EXERCISE A
Answer these from the renewable electricity course description:
(i) Which three renewable sources does the course focus on?
(ii) Which enabling technologies are given as examples for connecting renewable sources to the grid?
(iii) Who is listed for the section on background to renewable energy?
EXERCISE B
Carry on the renewable electricity course description from the point where it ends.
━━━━━ TEXT TO READ ━━━━━
This course is concerned with the electrical technologies that underpin the sources of renewable electricity that make a significant contribution to overall electrical power generation: large-scale wind power; solar PV; hydroelectricity. The theory and operation of these technologies will be explained, with a focus on the electrical aspects. The course will also provide an introduction to some of the enabling technologies that facilitate the connection of renewable electricity sources into the existing 3 phase grid, such as power electronic converters and energy storage equipment. The implications of increasing the proportion of renewable electricity on the operation of the grid will be outlined, as will the economics of renewable energy systems. The effect of Government policy on the uptake of renewable electricity projects will also be briefly considered.

Background to renewable energy (1L, Dr S. Goetz)

• Definition, context and arguments for renewable electrical energy. 
• Sources of renewable electrical power: hydroelectricity; tidal barrages; wave power; tidal motion; large and small-scale wind power; biomass; solar PV.
• Planning and regulatory issues.

Large-scale wind power (4L, Dr S. Goetz)
━━━━━ GIVEN DATA ━━━━━
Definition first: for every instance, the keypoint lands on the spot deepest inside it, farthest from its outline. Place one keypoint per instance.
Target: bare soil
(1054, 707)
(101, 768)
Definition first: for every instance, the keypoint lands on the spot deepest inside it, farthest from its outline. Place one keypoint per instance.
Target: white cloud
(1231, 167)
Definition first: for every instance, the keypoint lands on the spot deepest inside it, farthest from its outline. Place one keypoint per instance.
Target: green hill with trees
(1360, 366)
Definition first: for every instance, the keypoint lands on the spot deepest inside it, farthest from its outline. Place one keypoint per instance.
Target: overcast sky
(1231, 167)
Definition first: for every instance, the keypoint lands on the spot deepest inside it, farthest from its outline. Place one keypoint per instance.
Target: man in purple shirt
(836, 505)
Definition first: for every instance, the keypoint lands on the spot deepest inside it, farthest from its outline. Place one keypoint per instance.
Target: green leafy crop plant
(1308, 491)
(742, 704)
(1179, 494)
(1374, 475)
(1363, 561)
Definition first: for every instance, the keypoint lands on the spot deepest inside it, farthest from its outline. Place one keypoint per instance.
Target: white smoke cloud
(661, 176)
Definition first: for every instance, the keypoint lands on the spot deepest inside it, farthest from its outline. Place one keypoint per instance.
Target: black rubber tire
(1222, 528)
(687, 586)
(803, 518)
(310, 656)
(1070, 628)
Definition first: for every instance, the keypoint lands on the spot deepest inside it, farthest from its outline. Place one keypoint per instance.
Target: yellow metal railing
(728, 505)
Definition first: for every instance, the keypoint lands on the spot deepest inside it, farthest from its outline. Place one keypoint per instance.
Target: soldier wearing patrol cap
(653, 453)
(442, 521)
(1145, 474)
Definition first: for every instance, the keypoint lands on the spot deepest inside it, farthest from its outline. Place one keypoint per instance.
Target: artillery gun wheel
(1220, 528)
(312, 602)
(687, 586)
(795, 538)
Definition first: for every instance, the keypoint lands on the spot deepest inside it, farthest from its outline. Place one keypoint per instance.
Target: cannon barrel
━━━━━
TASK OUTPUT A
(i) Large-scale wind power, solar PV, and hydroelectricity.
(ii) Power electronic converters and energy storage equipment.
(iii) Dr S. Goetz.

TASK OUTPUT B
• Characteristics of wind energy; theoretical power available from the wind (Betz limit and tip-speed ratio); types of wind turbine; control of wind turbines; use of gearboxes; the arguments for fixed and variable speed wind power; options for generator technology.
• Induction generators for large-scale wind power: extension of induction motor theory to generators; generator torque-slip characteristic; speed control by rotor resistance; speed control by slip energy recovery; theory of doubly-fed induction generators; control of reactive power.
• Arguments for offshore wind power, advantages and disadvantages; permanent magnet generators for offshore wind power, theory of permanent magnet generators; connection of offshore wind power into the grid; need for DC links for far-offshore generation.

Introduction to hydroelectric and tidal barrage schemes (1L, Dr S. Goetz)

• Quantifying the energy available from hydro and tidal barrage schemes.
• Role within electrical supply system – constant power vs pumped storage operation.
• Turbine design – influence of head of water.
• Salient pole synchronous generators – theory and calculations.

Solar photovoltaics and power electronics for renewables (8L, Prof. H. J. Joyce)

• The sun as a source of energy
• Semiconductor fundamentals and the p-n junction (3B5 revision)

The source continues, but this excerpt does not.